» **Exercise requirements**
Each entry is to be retyped exactly as it stands.

Segment Start: Data for this exercise

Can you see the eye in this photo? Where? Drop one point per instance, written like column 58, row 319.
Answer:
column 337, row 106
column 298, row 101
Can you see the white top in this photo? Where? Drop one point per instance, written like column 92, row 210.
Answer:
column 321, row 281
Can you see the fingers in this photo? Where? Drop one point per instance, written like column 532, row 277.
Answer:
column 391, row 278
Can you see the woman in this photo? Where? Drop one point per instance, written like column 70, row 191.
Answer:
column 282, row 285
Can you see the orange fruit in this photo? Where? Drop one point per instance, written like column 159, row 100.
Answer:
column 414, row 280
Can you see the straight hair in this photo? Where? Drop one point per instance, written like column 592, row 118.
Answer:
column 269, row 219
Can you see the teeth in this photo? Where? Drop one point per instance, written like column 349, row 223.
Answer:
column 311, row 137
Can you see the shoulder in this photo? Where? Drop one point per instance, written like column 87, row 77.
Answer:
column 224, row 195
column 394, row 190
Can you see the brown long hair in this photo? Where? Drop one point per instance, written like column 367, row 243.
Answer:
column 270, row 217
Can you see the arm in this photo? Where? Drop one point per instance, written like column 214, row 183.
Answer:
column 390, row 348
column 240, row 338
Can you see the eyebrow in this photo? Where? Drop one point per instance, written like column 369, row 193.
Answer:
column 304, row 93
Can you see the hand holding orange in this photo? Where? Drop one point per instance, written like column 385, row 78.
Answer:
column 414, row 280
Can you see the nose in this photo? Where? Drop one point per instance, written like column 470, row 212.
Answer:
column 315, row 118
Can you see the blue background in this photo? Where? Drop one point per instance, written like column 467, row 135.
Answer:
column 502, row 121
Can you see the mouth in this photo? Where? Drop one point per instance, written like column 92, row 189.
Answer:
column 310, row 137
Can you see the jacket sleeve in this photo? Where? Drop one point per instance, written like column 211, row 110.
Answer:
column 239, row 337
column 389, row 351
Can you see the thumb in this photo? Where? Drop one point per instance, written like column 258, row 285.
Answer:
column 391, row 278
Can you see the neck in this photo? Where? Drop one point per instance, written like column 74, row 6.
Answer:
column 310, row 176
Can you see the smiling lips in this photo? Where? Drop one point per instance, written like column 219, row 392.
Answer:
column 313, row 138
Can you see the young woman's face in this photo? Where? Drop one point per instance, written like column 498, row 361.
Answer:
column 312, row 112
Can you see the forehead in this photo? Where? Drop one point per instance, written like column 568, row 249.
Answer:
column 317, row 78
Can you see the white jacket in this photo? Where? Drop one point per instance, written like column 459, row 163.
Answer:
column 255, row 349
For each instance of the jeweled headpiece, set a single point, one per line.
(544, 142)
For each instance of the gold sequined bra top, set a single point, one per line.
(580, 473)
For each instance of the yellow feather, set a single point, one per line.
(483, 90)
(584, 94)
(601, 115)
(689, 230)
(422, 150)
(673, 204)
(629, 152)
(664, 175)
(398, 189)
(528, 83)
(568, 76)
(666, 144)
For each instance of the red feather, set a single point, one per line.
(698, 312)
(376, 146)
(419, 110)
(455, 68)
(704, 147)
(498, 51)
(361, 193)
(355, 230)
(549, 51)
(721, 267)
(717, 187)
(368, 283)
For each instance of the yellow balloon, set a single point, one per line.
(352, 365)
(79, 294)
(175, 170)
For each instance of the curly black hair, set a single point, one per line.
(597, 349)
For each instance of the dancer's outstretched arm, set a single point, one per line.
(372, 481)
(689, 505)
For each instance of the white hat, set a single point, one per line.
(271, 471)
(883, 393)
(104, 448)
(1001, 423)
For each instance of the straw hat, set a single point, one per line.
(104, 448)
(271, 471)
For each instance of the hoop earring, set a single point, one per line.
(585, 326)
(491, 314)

Segment End: Data for this exercise

» **Answer to this exercise**
Can you see the eye in this photo? Where? Drop one point per instance, written like column 58, row 319.
Answer:
column 337, row 106
column 298, row 101
Can you see the white top in this photo? Where? Drop one point per instance, written like column 92, row 210.
Answer:
column 321, row 281
Can you see the fingers in this photo? Where? Drop one point per instance, written like column 532, row 277.
Answer:
column 391, row 278
Can you see the woman in this photo? Where? Drop one point per instance, written like column 70, row 191.
Answer:
column 282, row 285
Can you see the orange fruit in this photo? Where? Drop one point per instance, written like column 159, row 100.
Answer:
column 414, row 280
Can you see the straight hair in this photo? Where? Drop one point per instance, written like column 592, row 118.
Answer:
column 269, row 219
Can you see the teeth in this photo? Where? Drop one point per instance, written like column 349, row 223.
Answer:
column 311, row 137
Can you see the shoulder in this photo? Where? Drop one point per instance, written like column 87, row 77.
Answer:
column 224, row 195
column 394, row 190
Can you see the brown long hair in this photo? Where? Drop one point per instance, written like column 367, row 243.
Answer:
column 270, row 217
Can you see the arm in this photo? Where? Drop one point per instance, written like column 214, row 183.
Answer:
column 390, row 348
column 240, row 338
Can you see the eyebrow in this photo? Where? Drop one point per instance, written like column 369, row 193.
Answer:
column 304, row 93
Can you see the hand holding orange in this photo? Where? Drop one point per instance, written like column 385, row 78.
Answer:
column 414, row 280
Can you see the nose in this photo? Where? Drop one point per instance, written like column 470, row 212.
Answer:
column 315, row 118
Can you see the blue background in this photo? Where? Drop one point per instance, written like column 467, row 135.
Answer:
column 502, row 121
Can you see the mouth in this photo? Where? Drop one point per instance, written like column 92, row 189.
Answer:
column 310, row 137
Can you see the jacket sleeve in this photo? Where? Drop one point per instance, written like column 211, row 110.
Answer:
column 239, row 337
column 389, row 351
Can you see the thumb in this photo? Where? Drop one point per instance, written like column 258, row 285.
Answer:
column 391, row 278
Can you see the neck in this photo? Where? Drop one point per instance, written like column 74, row 6.
Answer:
column 310, row 176
Can you see the smiling lips in this photo? Where? Drop one point per instance, written like column 219, row 392.
Answer:
column 313, row 138
Can you see the young woman's face in this photo? Where? Drop one point per instance, written like column 498, row 361.
Answer:
column 312, row 112
Can you see the forehead in this photo? Where? Drop one point per instance, written like column 568, row 249.
Answer:
column 317, row 78
Can you see the white jacket in this photo? Where? Drop one point per instance, written like column 459, row 163.
Answer:
column 255, row 349
For each instance of the jeweled headpiece, set a single point, one per line.
(544, 142)
For each instance of the gold sequined bra top, set a single point, one per line.
(580, 473)
For each instance of the yellow feather, set a single point, one per line.
(483, 90)
(584, 94)
(601, 115)
(689, 230)
(422, 150)
(673, 204)
(629, 152)
(664, 175)
(398, 189)
(528, 83)
(568, 76)
(666, 144)
For each instance of the red feather, set a single point, one per line.
(698, 312)
(376, 146)
(419, 110)
(455, 68)
(704, 147)
(498, 51)
(361, 193)
(355, 230)
(549, 51)
(721, 267)
(717, 187)
(368, 283)
For each instance of the yellow balloon, set a single point, one per line.
(352, 365)
(79, 294)
(175, 170)
For each instance of the curly black hair, set a single point, one per line.
(597, 349)
For each instance of the dancer's outstretched arm, set a single point, one per line.
(372, 481)
(689, 505)
For each instance of the white hat, set a single point, one per line.
(271, 471)
(883, 393)
(104, 448)
(1001, 423)
For each instance of the straw hat, set a single point, one per line.
(104, 448)
(271, 471)
For each instance of the hoop earring, set a single point, one per line.
(585, 326)
(491, 314)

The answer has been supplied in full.